§ **AUSZUG**
::::
Einen datiererischen Glücksfall hätte ich, wenn ich eine Geldbörse fände, in der Markstücke und €-Münzen gemischt wären. Wären es 10,23 € im Tütchen, wüsste ich: Verloren zwischen Oktober 2001 und Januar 2002. Wären die Münzen vermischt, wüsste ich: Verloren zwischen Januar und März 2002 (immer ein paar Tage oder Wochen drauflegend, weil ja nicht jeder sein Portmonnaie immer in Ordnung hält (und ich habe immer noch irgendwo einen 2000 Ptas-Schein rumfliegen, den ich immer mal zur Banco de España bringen wollte).
Das funktioniert natürlich nur, wenn die Münzmenge hoch genug ist, um statistisch relevant zu sein. Auch 2002 wird sicher die Mehrheit der Deutschen (teils unwissentlich) noch mal eine Münze in den Händen gehalten haben, auf der
Bank Deutscher Länder stand.
*Von den seltenen 1948er
Bank Deutscher Länder und den unter Sammlern heiß begehrten Fehlprägungen aus dem Jahr 1950 gehe ich mal aus, dass die durch Sammler aus dem Verkehr gezogen wurden und nur in absoluten Ausnahmefällen tatsächlich noch im Umlauf waren.
::::
§ **ROHDATEN**

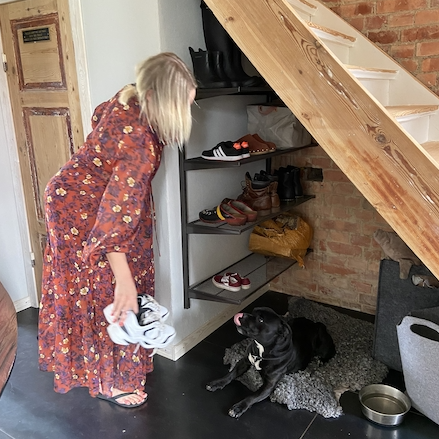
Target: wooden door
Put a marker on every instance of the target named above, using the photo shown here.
(40, 63)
::::
§ **DIE AUFGABE**
In welchem Zeitraum wäre laut Auszug eine Geldbörse mit vermischten Münzen verloren worden? Antworte bitte in einem Satz.

§ **ERGEBNIS**
Sie wäre zwischen Januar und März 2002 verloren worden.